READING PASSAGE »
◆ ◆ ◆ ◆
SELLING SECURITYHOLDERS
     On January 9, 2009, we issued the securities covered by this prospectus to Treasury, which is the initial selling securityholder under this prospectus, in a transaction exempt from the registration requirements of the Securities Act. The initial selling securityholder, and its successors, including transferees, may from time to time offer and sell, pursuant to this prospectus or a supplement to this prospectus, any or all of the securities they own. The securities to be offered under this prospectus for the account of the selling securityholders are:
    100,000 shares of Series C preferred stock, representing beneficial ownership of 100% of the shares of Series C preferred stock outstanding on the date of this prospectus;
 
    a warrant to purchase 1,302,083 shares of our common stock; and
 
    1,302,083 shares of our common stock issuable upon exercise of the warrant, which shares, if issued, would represent ownership of approximately 1.5% of our common stock outstanding as of December 31, 2008.
For purposes of this prospectus, we have assumed that, after completion of the offering, none of the securities covered by this prospectus will be held by the selling securityholders.
     Beneficial ownership is determined in accordance with the rules of the SEC and includes voting or investment power with respect to the securities. To our knowledge, the initial selling securityholder has sole voting and investment power with respect to the securities.
     We do not know when or in what amounts the selling securityholders may offer the securities for sale. The selling securityholders might not sell any or all of the securities offered by this prospectus. Because the selling securityholders may offer all or some of the securities pursuant to this offering, and because currently no sale of any of the securities is subject to any agreements, arrangements or understandings, we cannot estimate the number of the securities that will be held by the selling securityholders after completion of the offering.
     Other than with respect to the acquisition of the securities, the initial selling securityholder has not had a material relationship with us.
◆ ◆ ◆ ◆
OBJECTIVE » Pick up the prospectus section on selling securityholders above where it stops, and continue it.
◆ ◆ ◆ ◆
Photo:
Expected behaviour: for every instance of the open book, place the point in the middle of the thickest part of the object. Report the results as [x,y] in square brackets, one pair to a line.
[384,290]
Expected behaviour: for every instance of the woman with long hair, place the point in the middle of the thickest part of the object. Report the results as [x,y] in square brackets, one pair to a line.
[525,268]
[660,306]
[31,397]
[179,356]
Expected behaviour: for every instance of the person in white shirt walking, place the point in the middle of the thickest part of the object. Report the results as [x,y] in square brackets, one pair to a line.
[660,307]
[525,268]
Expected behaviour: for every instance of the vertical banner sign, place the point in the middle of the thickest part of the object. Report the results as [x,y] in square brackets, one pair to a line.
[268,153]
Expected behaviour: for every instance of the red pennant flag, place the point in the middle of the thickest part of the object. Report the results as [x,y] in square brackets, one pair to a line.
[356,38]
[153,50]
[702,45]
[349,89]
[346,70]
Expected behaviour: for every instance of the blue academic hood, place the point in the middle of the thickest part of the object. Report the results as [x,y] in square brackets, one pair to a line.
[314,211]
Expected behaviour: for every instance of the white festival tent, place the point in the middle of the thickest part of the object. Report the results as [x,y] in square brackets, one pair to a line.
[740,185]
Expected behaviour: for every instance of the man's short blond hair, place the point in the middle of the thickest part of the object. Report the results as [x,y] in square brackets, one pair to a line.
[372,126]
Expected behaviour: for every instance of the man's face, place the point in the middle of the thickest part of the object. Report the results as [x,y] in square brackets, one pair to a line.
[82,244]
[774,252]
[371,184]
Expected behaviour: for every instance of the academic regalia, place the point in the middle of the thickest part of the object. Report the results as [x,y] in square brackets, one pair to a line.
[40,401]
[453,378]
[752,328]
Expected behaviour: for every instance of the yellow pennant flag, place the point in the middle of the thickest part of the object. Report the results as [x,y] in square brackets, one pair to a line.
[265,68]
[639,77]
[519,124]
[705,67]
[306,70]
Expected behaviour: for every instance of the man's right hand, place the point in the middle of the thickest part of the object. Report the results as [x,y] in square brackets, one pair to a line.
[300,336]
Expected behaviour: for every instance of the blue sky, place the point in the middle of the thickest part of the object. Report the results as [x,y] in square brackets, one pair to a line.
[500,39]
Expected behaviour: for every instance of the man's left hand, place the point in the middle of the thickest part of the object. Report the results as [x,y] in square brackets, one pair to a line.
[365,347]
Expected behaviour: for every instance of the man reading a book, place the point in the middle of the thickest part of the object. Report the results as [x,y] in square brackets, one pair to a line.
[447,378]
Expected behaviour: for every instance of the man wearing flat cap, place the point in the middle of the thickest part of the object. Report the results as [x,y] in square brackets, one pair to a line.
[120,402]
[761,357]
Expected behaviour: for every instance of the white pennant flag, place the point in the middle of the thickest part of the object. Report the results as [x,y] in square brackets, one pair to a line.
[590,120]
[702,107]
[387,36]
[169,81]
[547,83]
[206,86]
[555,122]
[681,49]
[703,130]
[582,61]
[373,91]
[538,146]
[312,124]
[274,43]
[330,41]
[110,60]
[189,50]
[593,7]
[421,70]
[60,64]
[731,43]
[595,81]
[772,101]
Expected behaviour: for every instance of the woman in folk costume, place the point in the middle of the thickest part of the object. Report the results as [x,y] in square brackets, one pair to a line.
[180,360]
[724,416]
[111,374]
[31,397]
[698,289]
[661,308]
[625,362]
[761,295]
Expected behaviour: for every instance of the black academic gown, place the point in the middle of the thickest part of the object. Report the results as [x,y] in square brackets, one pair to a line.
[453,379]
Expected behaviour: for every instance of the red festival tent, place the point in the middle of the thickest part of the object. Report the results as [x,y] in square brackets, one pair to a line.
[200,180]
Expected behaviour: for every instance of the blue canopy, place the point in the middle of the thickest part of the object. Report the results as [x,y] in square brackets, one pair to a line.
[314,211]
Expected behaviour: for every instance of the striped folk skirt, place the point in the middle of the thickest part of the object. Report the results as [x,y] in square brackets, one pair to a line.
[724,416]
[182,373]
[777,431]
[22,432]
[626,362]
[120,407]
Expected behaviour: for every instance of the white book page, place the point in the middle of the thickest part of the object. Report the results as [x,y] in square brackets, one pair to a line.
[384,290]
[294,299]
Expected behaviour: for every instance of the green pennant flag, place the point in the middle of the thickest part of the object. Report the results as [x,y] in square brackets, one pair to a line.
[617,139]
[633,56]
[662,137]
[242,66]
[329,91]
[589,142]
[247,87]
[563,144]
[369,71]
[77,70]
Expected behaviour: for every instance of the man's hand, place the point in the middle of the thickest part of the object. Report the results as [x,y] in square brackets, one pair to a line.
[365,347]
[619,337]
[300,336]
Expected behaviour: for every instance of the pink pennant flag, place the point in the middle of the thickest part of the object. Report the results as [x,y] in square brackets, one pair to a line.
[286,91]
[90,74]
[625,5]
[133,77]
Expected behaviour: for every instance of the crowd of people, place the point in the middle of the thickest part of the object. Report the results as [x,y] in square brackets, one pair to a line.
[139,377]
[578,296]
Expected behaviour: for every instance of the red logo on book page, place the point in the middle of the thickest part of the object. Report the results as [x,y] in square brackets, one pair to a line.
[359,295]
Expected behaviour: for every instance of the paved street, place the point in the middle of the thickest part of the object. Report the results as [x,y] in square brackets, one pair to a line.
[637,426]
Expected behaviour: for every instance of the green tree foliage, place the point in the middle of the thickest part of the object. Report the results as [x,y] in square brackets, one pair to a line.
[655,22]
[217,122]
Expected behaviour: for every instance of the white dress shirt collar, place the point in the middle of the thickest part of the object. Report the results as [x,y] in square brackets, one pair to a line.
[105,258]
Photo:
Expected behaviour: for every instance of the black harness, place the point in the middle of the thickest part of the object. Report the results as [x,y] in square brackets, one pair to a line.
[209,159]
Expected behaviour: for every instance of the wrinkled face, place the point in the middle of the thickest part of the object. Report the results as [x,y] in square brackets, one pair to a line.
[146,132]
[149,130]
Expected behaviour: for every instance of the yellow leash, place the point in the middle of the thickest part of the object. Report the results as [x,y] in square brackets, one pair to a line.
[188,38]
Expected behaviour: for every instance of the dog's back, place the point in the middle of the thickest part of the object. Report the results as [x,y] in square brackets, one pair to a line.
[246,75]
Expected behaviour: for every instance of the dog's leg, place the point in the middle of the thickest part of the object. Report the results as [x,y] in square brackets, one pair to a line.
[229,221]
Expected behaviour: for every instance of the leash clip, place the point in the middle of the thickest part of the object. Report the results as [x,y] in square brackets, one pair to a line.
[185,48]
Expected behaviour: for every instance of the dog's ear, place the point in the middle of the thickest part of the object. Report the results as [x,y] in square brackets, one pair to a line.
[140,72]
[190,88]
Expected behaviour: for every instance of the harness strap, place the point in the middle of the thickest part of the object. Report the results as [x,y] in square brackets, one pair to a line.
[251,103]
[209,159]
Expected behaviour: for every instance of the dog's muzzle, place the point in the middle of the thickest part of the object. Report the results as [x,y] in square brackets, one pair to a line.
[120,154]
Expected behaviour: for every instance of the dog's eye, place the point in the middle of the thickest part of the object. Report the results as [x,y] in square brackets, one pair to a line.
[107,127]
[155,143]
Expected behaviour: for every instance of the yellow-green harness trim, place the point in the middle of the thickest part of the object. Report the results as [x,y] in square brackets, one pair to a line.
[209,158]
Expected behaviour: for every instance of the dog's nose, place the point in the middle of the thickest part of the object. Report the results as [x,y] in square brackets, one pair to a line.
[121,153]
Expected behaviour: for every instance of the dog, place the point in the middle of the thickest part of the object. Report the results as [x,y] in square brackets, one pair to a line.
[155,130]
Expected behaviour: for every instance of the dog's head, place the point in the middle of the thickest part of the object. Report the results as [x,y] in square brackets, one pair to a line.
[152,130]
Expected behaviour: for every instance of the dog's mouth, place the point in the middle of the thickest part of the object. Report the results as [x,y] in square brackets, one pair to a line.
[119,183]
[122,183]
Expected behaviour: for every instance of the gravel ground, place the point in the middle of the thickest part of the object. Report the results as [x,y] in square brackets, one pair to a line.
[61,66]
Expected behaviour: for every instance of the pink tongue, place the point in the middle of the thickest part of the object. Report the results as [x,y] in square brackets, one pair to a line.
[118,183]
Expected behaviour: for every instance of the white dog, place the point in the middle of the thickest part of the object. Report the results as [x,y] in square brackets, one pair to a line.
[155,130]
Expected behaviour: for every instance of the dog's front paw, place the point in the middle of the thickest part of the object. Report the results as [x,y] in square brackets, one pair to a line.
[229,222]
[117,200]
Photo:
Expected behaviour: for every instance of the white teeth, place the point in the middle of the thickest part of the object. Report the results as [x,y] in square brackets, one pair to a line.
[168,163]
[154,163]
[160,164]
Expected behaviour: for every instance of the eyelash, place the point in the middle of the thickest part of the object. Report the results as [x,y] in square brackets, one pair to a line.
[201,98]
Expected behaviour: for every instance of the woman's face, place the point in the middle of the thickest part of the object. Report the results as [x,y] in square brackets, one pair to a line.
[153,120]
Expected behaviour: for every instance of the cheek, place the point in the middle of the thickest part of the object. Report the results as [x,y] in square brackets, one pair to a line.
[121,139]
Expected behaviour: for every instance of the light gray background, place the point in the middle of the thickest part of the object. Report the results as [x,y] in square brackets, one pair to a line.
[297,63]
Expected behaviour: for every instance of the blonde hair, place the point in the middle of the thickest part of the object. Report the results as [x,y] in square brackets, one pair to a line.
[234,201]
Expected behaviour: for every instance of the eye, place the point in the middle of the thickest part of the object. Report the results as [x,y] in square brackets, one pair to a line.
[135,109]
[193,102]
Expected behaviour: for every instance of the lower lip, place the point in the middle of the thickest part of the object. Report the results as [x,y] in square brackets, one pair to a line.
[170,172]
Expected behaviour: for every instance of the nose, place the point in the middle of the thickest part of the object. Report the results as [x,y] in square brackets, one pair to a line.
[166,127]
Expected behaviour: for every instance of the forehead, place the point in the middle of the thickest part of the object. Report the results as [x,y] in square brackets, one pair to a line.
◆ ◆ ◆ ◆
RESPONSE TO THE EXERCISE »
     Information about the selling securityholders may change over time and changed information will be set forth in supplements to this prospectus if and when necessary.
LEGAL MATTERS
     James G. Orie, Chief Legal Officer of FNB, has rendered an opinion regarding the validity of the securities covered by this prospectus. Mr. Orie holds shares of our common stock and options to purchase our common stock.

26


Table of Contents

EXPERTS
     The consolidated financial statements of FNB and subsidiaries appearing in FNB’s Annual Report (Form 10-K) for the year ended December 31, 2007 and the effectiveness of FNB’s internal control over financial reporting as of December 31, 2007 have been audited by Ernst & Young LLP, independent registered public accounting firm, as set forth in their reports thereon, included therein and incorporated herein by reference. Such consolidated financial statements are incorporated herein by reference in reliance upon such reports given on the authority of such firm as experts in accounting and auditing.
WHERE YOU CAN FIND MORE INFORMATION
     We file reports, proxy statements and other information with the SEC under the Exchange Act. You may read and copy any reports, statements or other information filed by FNB at the SEC’s public reference room at 100 F Street, N.E., Washington, D.C. 20549. You may call the SEC at 1-800-SEC-0330 for further information on the public reference room. Our SEC filings are also available to the public from commercial document retrieval services and at the web site maintained by the SEC at www.sec.gov.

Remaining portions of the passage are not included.